▶ **Directions for this task**
Each entry must appear again exactly as it does in the source.
BEGIN
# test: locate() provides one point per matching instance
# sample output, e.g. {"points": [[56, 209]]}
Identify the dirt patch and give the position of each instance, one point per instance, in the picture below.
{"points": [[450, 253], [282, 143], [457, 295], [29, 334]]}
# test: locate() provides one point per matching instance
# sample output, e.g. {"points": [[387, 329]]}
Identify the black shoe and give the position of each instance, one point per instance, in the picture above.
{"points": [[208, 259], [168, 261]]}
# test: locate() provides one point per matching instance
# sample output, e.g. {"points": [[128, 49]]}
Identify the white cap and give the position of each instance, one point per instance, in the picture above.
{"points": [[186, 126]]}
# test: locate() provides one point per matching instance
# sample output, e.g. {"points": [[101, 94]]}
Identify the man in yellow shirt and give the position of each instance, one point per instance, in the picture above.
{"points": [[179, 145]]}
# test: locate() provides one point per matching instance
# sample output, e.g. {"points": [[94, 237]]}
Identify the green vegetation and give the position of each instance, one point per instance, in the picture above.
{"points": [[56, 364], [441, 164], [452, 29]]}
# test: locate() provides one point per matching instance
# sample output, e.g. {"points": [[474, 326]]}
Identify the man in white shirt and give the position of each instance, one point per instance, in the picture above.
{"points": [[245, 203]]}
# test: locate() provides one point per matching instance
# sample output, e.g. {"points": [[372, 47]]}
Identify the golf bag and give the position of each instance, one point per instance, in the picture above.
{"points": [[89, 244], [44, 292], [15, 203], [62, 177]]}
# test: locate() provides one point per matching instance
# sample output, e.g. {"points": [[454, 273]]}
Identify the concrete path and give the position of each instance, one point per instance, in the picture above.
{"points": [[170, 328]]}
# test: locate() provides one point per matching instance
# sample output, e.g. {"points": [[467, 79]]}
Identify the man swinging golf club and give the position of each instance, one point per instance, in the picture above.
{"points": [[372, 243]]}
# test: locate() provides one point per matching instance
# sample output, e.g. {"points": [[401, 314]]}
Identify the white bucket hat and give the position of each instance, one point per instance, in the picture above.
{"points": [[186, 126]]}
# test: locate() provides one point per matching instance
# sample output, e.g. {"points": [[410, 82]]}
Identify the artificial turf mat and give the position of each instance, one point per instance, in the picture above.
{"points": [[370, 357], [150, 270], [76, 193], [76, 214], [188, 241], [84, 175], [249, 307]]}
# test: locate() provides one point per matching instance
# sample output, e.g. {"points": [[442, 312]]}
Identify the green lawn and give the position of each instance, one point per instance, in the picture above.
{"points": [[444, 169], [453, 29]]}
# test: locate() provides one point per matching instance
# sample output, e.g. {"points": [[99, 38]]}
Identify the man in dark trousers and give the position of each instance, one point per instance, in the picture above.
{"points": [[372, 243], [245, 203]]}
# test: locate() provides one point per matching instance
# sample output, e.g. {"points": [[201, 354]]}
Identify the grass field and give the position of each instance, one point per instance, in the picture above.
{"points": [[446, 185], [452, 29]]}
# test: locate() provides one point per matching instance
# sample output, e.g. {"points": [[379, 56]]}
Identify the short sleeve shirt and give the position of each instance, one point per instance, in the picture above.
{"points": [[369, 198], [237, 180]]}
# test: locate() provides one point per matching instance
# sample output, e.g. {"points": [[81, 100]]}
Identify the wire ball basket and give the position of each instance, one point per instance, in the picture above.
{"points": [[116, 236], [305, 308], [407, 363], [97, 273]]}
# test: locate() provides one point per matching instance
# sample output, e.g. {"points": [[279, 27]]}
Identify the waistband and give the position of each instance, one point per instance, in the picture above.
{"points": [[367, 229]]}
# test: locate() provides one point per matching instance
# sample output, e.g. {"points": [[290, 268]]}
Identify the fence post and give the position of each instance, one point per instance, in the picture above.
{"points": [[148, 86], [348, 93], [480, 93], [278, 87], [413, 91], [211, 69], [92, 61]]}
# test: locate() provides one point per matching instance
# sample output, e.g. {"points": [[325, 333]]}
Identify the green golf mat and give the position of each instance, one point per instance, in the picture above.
END
▶ **Task response**
# test: locate() provides one point per matching instance
# sample output, e.g. {"points": [[56, 209]]}
Identify the dirt patch and give the position of each instance, one point per instance, in the picture below.
{"points": [[450, 253], [282, 143], [457, 295], [29, 334]]}
# test: locate() provides one point per matching instance
# sample output, e.g. {"points": [[387, 329]]}
Identify the black shoe and give the position of each instance, one point per instance, in the picture above.
{"points": [[208, 259], [168, 261]]}
# test: locate() provides one point per matching instance
# sample output, e.g. {"points": [[128, 49]]}
Identify the white cap and give the position of each instance, one point per instance, in the picture above.
{"points": [[186, 126]]}
# test: locate() provides one point per matching instance
# sample output, e.g. {"points": [[101, 94]]}
Identify the man in yellow shirt and give the position of each instance, one point per instance, in the picture above.
{"points": [[179, 145]]}
# test: locate() provides one point per matching instance
# sample output, e.g. {"points": [[94, 237]]}
Identify the green vegetation and give the position of each instance, one point per instance, in the picture above.
{"points": [[56, 364], [441, 164], [452, 29]]}
# test: locate() provides one point per matching instance
# sample output, e.g. {"points": [[474, 326]]}
Identify the man in white shirt and give the position of each instance, one point per instance, in the picture above.
{"points": [[245, 203]]}
# test: locate() provides one point per matching instance
# sample output, e.g. {"points": [[372, 47]]}
Identify the golf bag and give the position of each instance, one point per instance, in the picture above.
{"points": [[89, 244], [44, 292], [15, 203], [62, 177]]}
# test: locate() provides one point per matching instance
# sample output, e.g. {"points": [[454, 273]]}
Identify the concrete path and give the position of each instance, one point per instance, in the picture above.
{"points": [[170, 328]]}
# test: locate() provides one point per matching instance
# sample output, e.g. {"points": [[467, 79]]}
Identify the man swinging golf club and give the position of each instance, one point per instance, in the picture above.
{"points": [[372, 243]]}
# test: locate() provides one point per matching instance
# sample output, e.g. {"points": [[401, 314]]}
Identify the white bucket hat and give the position of each instance, one point per instance, in the picture above.
{"points": [[186, 126]]}
# test: locate() provides one point per matching instance
# sample output, e.g. {"points": [[410, 82]]}
Identify the artificial turf mat and give the position of each instance, one point per instance, in the picture above.
{"points": [[370, 357], [150, 270], [76, 193], [76, 214], [188, 241], [84, 175], [249, 307]]}
# test: locate() provides one point per matching instance
# sample output, e.g. {"points": [[442, 312]]}
Identify the green lawn and give the position of each instance, one point per instance, in the picture above.
{"points": [[444, 169], [453, 29]]}
# test: locate() provides one point per matching instance
# sample output, e.g. {"points": [[99, 38]]}
Identify the man in dark trousers and give the position of each instance, one point per instance, in the picture above.
{"points": [[372, 243], [245, 203]]}
# test: locate() provides one point per matching instance
# sample output, e.g. {"points": [[201, 354]]}
Identify the grass field and give the position of each instance, one point per instance, in the picture above.
{"points": [[446, 185], [452, 29]]}
# test: locate() provides one point per matching instance
# sample output, e.g. {"points": [[379, 56]]}
Identify the short sleeve shirt and give the position of each instance, one point per instance, in the picture above.
{"points": [[369, 198], [237, 180]]}
# test: locate() provides one point per matching instance
# sample output, e.g. {"points": [[81, 100]]}
Identify the wire ball basket and give the position of each instance, one point per instance, in the picture above.
{"points": [[116, 236], [305, 308], [407, 363], [97, 273]]}
# test: locate() provides one point per matching instance
# sample output, e.g. {"points": [[279, 27]]}
Identify the waistband and give the position of each instance, one point per instance, in the picture above.
{"points": [[367, 229]]}
# test: locate() provides one point per matching instance
# sample output, e.g. {"points": [[290, 268]]}
Identify the fence post and give the position of each instance, one point per instance, in the picture above.
{"points": [[148, 86], [348, 93], [480, 93], [278, 87], [413, 91], [211, 69], [92, 61]]}
# test: locate() provides one point per matching instance
# sample output, e.g. {"points": [[325, 333]]}
Identify the green golf mat and give the position of each instance, one point per instance, in the picture above.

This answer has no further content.